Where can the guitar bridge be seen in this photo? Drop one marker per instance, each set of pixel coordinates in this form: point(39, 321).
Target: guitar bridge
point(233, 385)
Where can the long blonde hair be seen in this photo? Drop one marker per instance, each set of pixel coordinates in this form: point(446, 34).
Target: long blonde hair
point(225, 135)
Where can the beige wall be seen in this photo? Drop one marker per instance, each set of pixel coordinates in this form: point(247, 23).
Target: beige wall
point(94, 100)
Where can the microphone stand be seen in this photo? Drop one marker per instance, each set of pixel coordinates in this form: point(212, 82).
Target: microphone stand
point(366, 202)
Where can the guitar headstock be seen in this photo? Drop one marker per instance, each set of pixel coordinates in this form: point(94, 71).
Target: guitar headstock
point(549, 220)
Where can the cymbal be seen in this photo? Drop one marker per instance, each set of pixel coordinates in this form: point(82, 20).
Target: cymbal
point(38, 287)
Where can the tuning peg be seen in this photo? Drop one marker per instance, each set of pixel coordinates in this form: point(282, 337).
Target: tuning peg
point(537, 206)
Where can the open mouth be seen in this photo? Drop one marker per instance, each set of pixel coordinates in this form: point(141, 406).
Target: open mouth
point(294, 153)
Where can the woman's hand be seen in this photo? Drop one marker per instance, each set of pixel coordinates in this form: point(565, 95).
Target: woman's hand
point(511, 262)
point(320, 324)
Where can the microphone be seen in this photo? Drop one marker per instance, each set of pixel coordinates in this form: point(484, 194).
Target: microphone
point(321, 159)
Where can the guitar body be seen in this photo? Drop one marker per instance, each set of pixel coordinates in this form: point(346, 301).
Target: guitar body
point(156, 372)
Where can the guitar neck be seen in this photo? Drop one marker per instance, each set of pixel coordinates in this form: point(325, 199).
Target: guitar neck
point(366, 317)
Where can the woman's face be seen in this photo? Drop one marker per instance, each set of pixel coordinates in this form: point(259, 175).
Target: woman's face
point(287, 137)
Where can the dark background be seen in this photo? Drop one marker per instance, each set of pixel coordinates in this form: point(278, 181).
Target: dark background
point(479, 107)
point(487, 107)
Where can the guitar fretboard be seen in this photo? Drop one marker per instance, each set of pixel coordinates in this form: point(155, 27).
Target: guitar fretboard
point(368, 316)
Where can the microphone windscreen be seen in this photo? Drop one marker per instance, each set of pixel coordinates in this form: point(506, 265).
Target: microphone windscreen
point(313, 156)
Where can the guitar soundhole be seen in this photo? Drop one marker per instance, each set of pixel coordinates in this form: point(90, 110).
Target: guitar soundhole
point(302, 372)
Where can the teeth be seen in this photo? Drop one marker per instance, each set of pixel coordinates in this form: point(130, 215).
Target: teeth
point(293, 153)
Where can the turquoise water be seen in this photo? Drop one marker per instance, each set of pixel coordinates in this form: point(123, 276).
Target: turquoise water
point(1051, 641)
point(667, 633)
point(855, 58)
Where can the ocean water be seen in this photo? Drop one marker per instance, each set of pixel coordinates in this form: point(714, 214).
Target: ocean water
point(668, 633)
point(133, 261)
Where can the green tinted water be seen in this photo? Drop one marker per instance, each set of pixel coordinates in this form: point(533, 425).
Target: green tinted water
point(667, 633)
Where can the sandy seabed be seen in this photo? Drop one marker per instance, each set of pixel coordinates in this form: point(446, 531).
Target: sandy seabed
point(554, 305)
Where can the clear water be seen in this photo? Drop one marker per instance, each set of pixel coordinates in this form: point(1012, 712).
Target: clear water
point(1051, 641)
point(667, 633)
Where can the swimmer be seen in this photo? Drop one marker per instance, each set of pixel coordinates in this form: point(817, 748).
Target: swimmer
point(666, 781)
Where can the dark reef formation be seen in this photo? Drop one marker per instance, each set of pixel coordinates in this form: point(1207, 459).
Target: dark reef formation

**Activity**
Where the string "formation" shows up in the listing above, copy the line that holds it.

**Finished task**
Where can the dark reef formation be seen in this photo? Drop one marker per instance, each set of pixel coordinates in this form: point(1207, 459).
Target: dark reef formation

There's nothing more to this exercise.